Schreibe den Auszug über Handkes Haus am Mönchsberg ab „Die Fotos und“ bis einschließlich „eines Schriftstellers (1986).“ neu und ersetze dabei „Terrasse“ durch „Veranda“.

Ausgewählter Auszug:
****************************************

Die Fotos und Polaroids von Peter Handke (manche sind auf der Rückseite datiert und mit Notizen versehen) zeigen das Haus, den zur Wohnung gehörenden Garten mit dem kleinen Brunnen und der Thuje, wo Handke im Sommer auch einen Gartentisch stehen hatte, sowie die Wohnräume oder den Blick aus dem Haus. Handke konnte von seiner Terrasse und im Winter, wenn die Bäume kein Laub trugen, auch von seinem Schreibtisch am »Felsfenster« die gesamte Salzburger Ebene, das Leopoldskroner Moos mit dem Flughafen, bis zum Morzger Wald, Untersberg und Staufen, überblicken – es sind die Schauplätze seiner Salzburg-Erzählungen. Das Haus am Mönchsberg selbst wurde ebenfalls zum Schauplatz von Erzählungen: als Kartenspielerhaus im Chinese des Schmerzes (1983) und als Haus des Schriftstellers in Nachmittag eines Schriftstellers (1986).

****************************************

Datensatzeinträge:

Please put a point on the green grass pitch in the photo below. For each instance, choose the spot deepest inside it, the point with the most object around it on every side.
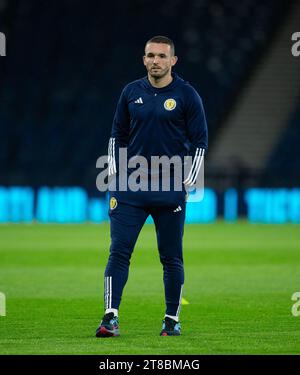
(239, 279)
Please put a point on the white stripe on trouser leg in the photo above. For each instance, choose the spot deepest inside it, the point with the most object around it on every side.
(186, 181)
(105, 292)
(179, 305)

****************************************

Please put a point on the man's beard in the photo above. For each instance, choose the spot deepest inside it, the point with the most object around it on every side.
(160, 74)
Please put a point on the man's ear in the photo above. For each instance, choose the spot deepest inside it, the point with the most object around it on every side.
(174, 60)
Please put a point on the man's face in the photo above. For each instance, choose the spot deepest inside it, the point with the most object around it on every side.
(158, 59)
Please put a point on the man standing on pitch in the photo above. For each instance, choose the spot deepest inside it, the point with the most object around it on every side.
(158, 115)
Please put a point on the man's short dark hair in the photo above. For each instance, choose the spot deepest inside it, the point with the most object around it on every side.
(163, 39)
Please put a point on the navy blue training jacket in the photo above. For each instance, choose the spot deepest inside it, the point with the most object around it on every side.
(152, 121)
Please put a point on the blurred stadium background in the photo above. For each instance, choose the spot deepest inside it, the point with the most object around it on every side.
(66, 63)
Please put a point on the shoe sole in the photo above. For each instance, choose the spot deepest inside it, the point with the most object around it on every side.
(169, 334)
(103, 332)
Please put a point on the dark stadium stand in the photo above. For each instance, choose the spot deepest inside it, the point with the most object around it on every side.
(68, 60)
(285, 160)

****************************************

Vollständige Ausgabe:
Die Fotos und Polaroids von Peter Handke (manche sind auf der Rückseite datiert und mit Notizen versehen) zeigen das Haus, den zur Wohnung gehörenden Garten mit dem kleinen Brunnen und der Thuje, wo Handke im Sommer auch einen Gartentisch stehen hatte, sowie die Wohnräume oder den Blick aus dem Haus. Handke konnte von seiner Veranda und im Winter, wenn die Bäume kein Laub trugen, auch von seinem Schreibtisch am »Felsfenster« die gesamte Salzburger Ebene, das Leopoldskroner Moos mit dem Flughafen, bis zum Morzger Wald, Untersberg und Staufen, überblicken – es sind die Schauplätze seiner Salzburg-Erzählungen. Das Haus am Mönchsberg selbst wurde ebenfalls zum Schauplatz von Erzählungen: als Kartenspielerhaus im Chinese des Schmerzes (1983) und als Haus des Schriftstellers in Nachmittag eines Schriftstellers (1986).